* _Task goal_: Reproduce the entire passage of criticism about Emma below, word for word.

=== Reading passage ===

Good criticism should start with the negative and end with the positive. Laying that aside, a few quibbles. Although it’s historically accurate, the boarding school girls parade in red cloaks, looking for all the world like the women in The Handmaid’s Tale. We also have the surprise of Emma lifting her (many-layered) skirt to catch the fireplace heat on her bare bottom. I can’t feature it; layers would have kept said tush warm enough. We’ve seen a naked Mr. Knightley from the back as well, but he’d come in from riding and had sweaty clothes, with plenty of silent servants as required to help. The servants are worthy of an entire scholarly essay somewhere.

=== Data shown ===

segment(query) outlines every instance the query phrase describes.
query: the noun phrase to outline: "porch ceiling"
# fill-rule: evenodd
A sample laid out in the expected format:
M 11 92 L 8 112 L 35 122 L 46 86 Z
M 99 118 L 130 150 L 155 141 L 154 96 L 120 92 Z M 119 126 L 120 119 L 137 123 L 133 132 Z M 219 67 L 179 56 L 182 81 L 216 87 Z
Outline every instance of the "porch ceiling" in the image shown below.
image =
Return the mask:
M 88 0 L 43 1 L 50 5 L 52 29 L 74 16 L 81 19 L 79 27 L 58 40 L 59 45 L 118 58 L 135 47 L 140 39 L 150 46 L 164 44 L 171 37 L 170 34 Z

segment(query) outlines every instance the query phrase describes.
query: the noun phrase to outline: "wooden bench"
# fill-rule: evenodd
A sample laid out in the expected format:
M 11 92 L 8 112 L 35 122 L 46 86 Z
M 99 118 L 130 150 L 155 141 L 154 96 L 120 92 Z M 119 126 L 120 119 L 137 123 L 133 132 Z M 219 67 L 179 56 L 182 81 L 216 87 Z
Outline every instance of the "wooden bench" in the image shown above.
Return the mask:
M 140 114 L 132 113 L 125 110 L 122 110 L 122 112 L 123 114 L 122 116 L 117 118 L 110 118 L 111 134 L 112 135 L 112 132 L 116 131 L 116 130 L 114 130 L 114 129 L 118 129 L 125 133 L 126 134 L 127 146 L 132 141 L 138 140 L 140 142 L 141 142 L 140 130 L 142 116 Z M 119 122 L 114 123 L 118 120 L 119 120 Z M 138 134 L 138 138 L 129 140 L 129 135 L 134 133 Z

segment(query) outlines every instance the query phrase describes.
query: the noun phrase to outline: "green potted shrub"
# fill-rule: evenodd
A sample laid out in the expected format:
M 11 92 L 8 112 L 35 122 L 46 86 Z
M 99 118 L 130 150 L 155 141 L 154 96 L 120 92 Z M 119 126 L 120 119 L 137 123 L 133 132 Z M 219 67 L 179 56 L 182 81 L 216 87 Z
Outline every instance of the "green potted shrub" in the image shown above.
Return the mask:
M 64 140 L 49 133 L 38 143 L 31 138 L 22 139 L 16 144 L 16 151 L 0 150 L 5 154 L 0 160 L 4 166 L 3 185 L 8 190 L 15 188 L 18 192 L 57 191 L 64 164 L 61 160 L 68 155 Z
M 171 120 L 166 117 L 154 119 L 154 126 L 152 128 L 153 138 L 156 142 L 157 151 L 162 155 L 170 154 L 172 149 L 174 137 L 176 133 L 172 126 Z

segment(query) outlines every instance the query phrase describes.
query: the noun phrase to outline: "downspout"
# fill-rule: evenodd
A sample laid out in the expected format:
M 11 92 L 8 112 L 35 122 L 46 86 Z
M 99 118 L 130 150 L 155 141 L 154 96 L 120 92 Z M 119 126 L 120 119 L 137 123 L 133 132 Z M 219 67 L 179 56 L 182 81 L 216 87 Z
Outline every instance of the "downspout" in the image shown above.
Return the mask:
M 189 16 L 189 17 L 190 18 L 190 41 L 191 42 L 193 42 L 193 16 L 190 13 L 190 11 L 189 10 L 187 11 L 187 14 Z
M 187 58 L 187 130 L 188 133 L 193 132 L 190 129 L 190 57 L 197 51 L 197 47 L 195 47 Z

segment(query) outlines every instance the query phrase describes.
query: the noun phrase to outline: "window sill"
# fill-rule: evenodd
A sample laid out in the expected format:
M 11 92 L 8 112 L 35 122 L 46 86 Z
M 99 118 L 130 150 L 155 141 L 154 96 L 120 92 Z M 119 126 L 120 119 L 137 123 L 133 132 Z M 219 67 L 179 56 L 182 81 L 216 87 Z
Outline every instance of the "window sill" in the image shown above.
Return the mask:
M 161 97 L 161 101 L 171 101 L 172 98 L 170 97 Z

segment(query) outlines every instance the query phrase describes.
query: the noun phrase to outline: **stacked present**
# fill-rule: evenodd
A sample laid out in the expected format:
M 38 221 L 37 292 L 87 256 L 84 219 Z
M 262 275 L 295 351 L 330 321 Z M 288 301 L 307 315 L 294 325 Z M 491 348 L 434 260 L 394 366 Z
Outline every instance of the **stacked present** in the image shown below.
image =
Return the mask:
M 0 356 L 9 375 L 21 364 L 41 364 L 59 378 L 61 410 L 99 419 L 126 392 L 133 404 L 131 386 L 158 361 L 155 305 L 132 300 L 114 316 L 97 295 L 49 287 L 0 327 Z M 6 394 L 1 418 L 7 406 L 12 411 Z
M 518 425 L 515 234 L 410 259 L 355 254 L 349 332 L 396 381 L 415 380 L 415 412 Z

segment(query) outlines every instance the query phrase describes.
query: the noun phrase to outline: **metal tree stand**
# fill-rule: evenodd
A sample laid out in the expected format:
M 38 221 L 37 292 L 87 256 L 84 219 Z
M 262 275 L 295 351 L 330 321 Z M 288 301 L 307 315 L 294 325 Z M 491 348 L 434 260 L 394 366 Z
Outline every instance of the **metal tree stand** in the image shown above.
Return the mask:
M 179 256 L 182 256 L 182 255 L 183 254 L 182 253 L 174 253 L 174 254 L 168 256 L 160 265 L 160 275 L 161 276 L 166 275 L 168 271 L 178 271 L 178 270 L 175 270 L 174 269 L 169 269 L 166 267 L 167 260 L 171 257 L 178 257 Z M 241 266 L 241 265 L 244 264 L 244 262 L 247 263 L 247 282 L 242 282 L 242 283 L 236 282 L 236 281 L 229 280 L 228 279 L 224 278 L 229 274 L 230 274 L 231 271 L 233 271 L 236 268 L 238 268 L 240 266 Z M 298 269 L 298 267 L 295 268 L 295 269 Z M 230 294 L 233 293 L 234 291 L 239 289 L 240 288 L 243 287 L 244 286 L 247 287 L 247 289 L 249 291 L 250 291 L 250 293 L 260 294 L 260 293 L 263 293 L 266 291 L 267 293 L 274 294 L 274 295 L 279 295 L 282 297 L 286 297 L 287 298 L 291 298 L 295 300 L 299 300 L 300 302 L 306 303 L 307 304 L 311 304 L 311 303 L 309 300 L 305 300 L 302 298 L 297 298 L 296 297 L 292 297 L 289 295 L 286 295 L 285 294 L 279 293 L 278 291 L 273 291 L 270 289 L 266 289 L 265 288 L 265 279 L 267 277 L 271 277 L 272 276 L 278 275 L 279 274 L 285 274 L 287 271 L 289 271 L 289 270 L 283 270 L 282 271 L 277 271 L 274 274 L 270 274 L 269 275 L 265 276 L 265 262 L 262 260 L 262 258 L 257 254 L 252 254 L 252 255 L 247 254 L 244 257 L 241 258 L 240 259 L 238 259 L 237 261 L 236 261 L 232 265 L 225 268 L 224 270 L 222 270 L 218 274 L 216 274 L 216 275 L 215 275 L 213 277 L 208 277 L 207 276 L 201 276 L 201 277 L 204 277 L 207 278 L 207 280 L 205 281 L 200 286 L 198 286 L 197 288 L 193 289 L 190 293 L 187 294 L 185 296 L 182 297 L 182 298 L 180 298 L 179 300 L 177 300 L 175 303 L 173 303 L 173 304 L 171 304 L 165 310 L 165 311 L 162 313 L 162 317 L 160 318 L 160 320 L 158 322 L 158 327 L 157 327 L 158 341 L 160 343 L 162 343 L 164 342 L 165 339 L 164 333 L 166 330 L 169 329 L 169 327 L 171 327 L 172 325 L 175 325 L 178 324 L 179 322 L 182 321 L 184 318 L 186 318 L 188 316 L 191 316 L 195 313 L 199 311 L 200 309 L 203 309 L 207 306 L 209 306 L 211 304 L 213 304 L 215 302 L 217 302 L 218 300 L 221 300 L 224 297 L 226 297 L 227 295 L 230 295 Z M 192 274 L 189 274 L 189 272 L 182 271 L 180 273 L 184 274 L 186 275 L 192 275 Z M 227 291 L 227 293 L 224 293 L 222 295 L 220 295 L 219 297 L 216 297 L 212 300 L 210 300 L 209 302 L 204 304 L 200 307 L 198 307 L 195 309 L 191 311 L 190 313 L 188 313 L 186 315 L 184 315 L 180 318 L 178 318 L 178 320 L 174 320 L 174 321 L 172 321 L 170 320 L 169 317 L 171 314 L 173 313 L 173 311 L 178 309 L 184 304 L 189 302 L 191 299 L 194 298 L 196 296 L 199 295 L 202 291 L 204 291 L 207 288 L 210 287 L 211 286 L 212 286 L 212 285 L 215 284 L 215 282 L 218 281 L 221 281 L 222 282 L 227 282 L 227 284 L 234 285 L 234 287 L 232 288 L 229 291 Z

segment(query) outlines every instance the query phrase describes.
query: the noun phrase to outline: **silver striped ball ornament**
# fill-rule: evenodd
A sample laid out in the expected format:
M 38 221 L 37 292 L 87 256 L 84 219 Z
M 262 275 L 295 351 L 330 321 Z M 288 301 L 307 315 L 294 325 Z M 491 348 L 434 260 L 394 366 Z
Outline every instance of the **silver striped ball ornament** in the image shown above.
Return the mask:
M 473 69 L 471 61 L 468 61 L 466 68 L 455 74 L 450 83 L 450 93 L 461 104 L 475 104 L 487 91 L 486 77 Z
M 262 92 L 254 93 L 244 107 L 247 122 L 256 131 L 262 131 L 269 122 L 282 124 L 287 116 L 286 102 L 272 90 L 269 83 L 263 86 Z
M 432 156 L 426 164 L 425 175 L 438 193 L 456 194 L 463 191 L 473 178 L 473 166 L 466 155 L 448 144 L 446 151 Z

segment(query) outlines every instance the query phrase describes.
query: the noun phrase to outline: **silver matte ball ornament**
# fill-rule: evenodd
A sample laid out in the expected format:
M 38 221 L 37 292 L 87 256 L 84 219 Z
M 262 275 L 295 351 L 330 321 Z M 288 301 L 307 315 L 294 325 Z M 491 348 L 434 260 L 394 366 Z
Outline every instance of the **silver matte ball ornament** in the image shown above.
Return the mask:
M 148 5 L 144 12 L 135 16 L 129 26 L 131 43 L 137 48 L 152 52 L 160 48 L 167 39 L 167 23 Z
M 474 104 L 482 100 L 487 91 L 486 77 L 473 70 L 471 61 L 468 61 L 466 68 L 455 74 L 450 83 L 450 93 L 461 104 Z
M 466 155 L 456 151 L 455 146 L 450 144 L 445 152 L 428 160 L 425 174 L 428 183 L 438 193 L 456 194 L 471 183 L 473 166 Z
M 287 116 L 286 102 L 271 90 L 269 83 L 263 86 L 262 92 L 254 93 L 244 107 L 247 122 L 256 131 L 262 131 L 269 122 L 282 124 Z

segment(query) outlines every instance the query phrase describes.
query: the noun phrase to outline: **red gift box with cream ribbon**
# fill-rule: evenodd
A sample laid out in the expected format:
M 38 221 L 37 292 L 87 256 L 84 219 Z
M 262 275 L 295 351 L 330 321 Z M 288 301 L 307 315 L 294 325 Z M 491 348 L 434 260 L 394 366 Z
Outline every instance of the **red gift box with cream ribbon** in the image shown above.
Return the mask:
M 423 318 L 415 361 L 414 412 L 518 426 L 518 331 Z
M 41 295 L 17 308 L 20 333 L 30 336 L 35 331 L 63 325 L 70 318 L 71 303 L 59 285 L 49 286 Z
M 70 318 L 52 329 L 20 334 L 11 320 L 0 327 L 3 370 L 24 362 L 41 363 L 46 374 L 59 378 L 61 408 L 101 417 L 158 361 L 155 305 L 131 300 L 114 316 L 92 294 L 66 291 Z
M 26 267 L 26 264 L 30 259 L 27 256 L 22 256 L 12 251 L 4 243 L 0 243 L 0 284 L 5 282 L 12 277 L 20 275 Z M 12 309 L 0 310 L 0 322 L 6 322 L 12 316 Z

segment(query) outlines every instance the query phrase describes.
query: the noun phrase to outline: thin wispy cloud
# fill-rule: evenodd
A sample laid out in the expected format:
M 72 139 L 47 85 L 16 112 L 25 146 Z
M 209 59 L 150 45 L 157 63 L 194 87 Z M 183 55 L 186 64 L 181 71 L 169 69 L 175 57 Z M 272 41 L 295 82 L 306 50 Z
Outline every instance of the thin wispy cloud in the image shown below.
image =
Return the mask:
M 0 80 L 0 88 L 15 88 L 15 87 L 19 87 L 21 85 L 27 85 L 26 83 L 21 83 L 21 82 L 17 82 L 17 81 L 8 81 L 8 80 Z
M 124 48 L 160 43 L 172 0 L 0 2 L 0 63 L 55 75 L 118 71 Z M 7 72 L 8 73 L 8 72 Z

===

* _Response area_:
Good criticism should start with the negative and end with the positive. Laying that aside, a few quibbles. Although it’s historically accurate, the boarding school girls parade in red cloaks, looking for all the world like the women in The Handmaid’s Tale. We also have the surprise of Emma lifting her (many-layered) skirt to catch the fireplace heat on her bare bottom. I can’t feature it; layers would have kept said tush warm enough. We’ve seen a naked Mr. Knightley from the back as well, but he’d come in from riding and had sweaty clothes, with plenty of silent servants as required to help. The servants are worthy of an entire scholarly essay somewhere.